## Your assignment
Copy out all of the data exactly as it appears.
____ Record extracts
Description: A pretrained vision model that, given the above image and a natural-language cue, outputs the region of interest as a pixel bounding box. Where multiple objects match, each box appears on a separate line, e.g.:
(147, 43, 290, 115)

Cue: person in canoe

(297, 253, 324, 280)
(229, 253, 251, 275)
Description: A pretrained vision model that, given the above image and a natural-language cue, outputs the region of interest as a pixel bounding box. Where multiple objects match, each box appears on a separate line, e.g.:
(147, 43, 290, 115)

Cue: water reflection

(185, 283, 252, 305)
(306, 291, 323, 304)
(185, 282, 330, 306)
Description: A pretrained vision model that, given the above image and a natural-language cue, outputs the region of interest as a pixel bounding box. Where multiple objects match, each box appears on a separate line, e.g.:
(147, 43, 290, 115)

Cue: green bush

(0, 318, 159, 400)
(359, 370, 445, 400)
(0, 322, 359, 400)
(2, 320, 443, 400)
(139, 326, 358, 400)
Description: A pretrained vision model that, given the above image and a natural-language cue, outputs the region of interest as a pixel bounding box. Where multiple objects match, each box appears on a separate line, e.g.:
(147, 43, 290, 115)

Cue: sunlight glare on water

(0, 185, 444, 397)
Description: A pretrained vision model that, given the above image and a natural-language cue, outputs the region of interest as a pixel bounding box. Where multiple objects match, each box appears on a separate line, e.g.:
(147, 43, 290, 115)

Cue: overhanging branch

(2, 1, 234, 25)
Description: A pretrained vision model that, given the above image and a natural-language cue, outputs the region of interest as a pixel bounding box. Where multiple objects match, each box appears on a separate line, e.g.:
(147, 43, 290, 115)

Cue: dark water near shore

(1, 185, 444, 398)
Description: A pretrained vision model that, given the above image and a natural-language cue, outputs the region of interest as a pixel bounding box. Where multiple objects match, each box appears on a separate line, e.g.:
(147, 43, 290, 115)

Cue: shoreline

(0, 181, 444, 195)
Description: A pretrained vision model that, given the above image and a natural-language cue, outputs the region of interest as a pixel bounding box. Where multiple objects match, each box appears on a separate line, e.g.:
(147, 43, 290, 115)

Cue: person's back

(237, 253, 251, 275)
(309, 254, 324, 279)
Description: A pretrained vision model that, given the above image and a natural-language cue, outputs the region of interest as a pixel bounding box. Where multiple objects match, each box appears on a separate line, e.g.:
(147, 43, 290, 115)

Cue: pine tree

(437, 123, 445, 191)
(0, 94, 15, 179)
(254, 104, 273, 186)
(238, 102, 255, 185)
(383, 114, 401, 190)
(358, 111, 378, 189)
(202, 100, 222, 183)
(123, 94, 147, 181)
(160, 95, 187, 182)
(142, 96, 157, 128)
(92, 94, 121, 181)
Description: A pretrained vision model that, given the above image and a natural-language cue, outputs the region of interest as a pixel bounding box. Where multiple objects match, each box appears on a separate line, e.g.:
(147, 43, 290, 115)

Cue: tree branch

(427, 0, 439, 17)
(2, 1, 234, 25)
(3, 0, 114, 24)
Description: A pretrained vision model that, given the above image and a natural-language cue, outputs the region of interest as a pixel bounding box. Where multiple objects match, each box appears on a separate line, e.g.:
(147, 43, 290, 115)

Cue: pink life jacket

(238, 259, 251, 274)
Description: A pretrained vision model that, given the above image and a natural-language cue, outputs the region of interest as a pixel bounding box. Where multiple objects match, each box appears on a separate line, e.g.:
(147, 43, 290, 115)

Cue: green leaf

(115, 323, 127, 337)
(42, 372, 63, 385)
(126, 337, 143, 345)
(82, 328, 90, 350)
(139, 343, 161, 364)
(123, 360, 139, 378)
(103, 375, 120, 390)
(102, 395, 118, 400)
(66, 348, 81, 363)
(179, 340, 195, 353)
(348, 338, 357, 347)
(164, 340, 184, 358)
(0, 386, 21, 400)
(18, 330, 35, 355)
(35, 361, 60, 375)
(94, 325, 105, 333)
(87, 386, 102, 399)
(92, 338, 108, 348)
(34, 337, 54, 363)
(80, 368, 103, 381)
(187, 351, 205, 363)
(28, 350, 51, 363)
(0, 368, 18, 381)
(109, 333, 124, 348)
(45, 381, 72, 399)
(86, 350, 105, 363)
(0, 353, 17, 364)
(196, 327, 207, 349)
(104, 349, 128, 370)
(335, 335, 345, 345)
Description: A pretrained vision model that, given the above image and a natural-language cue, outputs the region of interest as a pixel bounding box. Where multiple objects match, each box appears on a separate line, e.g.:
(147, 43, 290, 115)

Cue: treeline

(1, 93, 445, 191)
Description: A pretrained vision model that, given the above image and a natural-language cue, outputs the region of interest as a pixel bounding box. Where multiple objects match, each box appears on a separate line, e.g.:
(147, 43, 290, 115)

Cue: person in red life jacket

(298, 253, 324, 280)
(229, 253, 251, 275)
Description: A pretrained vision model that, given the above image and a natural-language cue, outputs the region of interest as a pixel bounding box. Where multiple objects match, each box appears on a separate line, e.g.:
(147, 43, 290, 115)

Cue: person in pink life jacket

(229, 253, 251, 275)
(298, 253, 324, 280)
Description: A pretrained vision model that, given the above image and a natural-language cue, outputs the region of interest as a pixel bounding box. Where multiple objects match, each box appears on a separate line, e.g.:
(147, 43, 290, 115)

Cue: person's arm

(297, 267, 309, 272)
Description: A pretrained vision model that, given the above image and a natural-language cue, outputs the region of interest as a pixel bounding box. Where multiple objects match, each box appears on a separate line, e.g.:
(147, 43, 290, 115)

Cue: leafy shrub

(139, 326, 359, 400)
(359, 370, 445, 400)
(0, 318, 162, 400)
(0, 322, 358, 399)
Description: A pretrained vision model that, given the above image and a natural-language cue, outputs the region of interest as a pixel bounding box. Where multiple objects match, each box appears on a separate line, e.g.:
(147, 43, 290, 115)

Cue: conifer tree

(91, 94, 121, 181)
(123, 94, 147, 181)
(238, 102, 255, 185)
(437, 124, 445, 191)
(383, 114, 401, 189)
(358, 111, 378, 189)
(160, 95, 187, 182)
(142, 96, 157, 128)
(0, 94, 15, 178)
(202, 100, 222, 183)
________
## Result below
Description: A pretrained vision model that, given the above image and a natural-language cue, outputs the region of interest as a pixel bounding box. Where multiple objects match, each box appears on a separate line, e.g.:
(147, 43, 290, 115)

Cue: person in canoe

(297, 253, 324, 280)
(229, 253, 251, 275)
Description: A pretrained vision model that, given the above image and a natural-language cue, outputs the region of interest as a pixel bounding box. Where multiple objects match, each box appears on a separate line, e.g.:
(147, 43, 290, 115)

Cue: water reflection

(185, 283, 252, 305)
(306, 291, 323, 304)
(185, 282, 330, 306)
Description: A pretrained vision model that, given the above image and a natural-language cue, outputs the region of interest as a pixel bounding box. Where multiple objects match, each box appears on a separate line, e.g.:
(147, 43, 290, 115)

Cue: green bush

(0, 318, 159, 400)
(359, 370, 445, 400)
(0, 322, 359, 400)
(2, 320, 443, 400)
(139, 326, 358, 400)
Description: A pretrained vision model that, given the above image and a natural-language cue, outputs the region of interest as a pixel bounding box. Where multiple objects match, each box appears on a separate line, e.g.:
(147, 43, 290, 115)

Cue: sunlight glare on water

(0, 185, 444, 397)
Description: A pretrained vision model that, given the above image and a natural-language cue, outputs the region of interest as a pixel bounding box. Where multiple objects match, each box appears on a separate line, e.g.:
(147, 43, 290, 115)

Cue: overhanging branch

(2, 1, 234, 25)
Description: A pretrained vision model that, given the above image and a natural-language cue, outputs the region of interest as a pixel bounding box. Where multiple objects match, each box appears on a separate line, e.g.:
(147, 43, 290, 115)

Cue: dark water near shore

(1, 185, 444, 398)
Description: A pretrained vision model that, given the above image and a natural-language cue, outputs the region of interest as a pixel bounding box. Where multiple objects match, each box appears on a separate line, e.g.:
(147, 43, 290, 115)

Cue: shoreline

(0, 181, 444, 195)
Description: A pretrained vision model that, given the above image and a natural-language cue, outputs the region of interest as a pixel bounding box. Where multiple objects match, each box appears on a separate line, e.g.:
(147, 43, 290, 115)

Cue: person's back

(237, 253, 251, 275)
(309, 254, 324, 279)
Description: A pretrained vision model that, given the above image and a natural-language cue, outputs the region of interest as a pixel bounding box. Where multiple objects match, each box appears on a separate line, e.g.:
(147, 43, 290, 115)

Cue: pine tree

(437, 123, 445, 191)
(0, 94, 15, 179)
(254, 104, 273, 186)
(238, 102, 255, 185)
(383, 114, 401, 190)
(358, 111, 378, 189)
(202, 100, 222, 183)
(123, 94, 147, 181)
(160, 95, 187, 182)
(142, 96, 157, 128)
(92, 94, 121, 181)
Description: A pretrained vision model that, given the above image and a natural-language cue, outputs the region of interest as a pixel bounding box. Where multiple objects match, each box appears on a separate line, e.g.:
(147, 43, 290, 115)

Cue: tree branch

(427, 0, 439, 17)
(2, 1, 234, 25)
(3, 0, 114, 24)
Description: A pretrained vision model that, given the above image and a natural-language cue, outputs the region of interest as a pixel bounding box. Where multiple objects match, each box appears on a separate line, e.g.:
(147, 43, 290, 115)

Cue: pink life jacket

(238, 259, 251, 274)
Description: A pretrained vision model that, given the above image and a natural-language cue, outputs the region of interest as a pixel bounding box. Where multiple objects match, each box appears on a separate line, e.g.:
(147, 43, 290, 115)

Cue: green leaf

(115, 323, 127, 337)
(42, 372, 63, 385)
(126, 337, 143, 345)
(82, 328, 90, 350)
(139, 343, 161, 364)
(123, 360, 139, 378)
(103, 375, 120, 390)
(102, 395, 118, 400)
(66, 348, 81, 363)
(179, 340, 195, 353)
(348, 338, 357, 347)
(164, 340, 184, 358)
(0, 386, 21, 400)
(18, 330, 35, 355)
(35, 361, 60, 375)
(94, 325, 105, 333)
(87, 386, 102, 399)
(92, 338, 108, 348)
(34, 337, 54, 363)
(80, 368, 103, 381)
(187, 351, 205, 363)
(28, 350, 51, 363)
(0, 368, 18, 381)
(109, 333, 124, 348)
(45, 381, 72, 399)
(86, 350, 105, 363)
(0, 353, 17, 364)
(196, 327, 207, 349)
(104, 349, 128, 370)
(335, 335, 345, 345)
Description: A pretrained vision model that, given the above image and a natural-language cue, outputs the region of interest as a pixel bounding box. Where multiple objects match, each box appears on a separate line, e.g.:
(147, 43, 290, 115)

Cue: treeline

(1, 93, 445, 191)
Description: A pretrained vision model that, given the above image and a natural-language cue, outputs the region of interest as a pixel bounding box. Where multiple objects match, each box appears on a separate line, e.g.:
(147, 43, 290, 115)

Cue: person in red life jacket

(298, 253, 324, 280)
(229, 253, 251, 275)
Description: A pretrained vision model that, given the above image and a natural-language cue, outputs the region of interest as a pixel bounding box. Where multiple objects match, each box appears on a separate line, e.g.:
(147, 43, 290, 115)

Cue: person in pink life jacket

(229, 253, 251, 275)
(298, 253, 324, 280)
Description: A pretrained vision model that, given the above image and a natural-language cue, outputs the region of interest as a pixel bounding box. Where multiple objects match, each box appears on a separate line, e.g.:
(147, 43, 290, 115)

Cue: person's arm

(297, 267, 309, 272)
Description: A pretrained vision model that, given the above image and a natural-language cue, outputs the region of interest as a pixel bounding box. Where multiple objects match, each box appears on a separate line, e.g.:
(147, 43, 290, 115)

Cue: leafy shrub

(139, 326, 359, 400)
(359, 370, 445, 400)
(0, 318, 162, 400)
(0, 322, 358, 399)
Description: A pretrained vision model that, given the above image and a natural-language cue, outputs the region of interest as a pixel bounding box. Where multiple objects match, each box appears on a separate line, e.g.:
(147, 43, 290, 115)

Cue: conifer tree

(91, 94, 121, 181)
(123, 94, 147, 181)
(238, 102, 255, 185)
(437, 124, 445, 191)
(383, 114, 401, 189)
(358, 111, 378, 189)
(160, 95, 187, 182)
(142, 96, 157, 128)
(0, 94, 15, 178)
(202, 100, 222, 183)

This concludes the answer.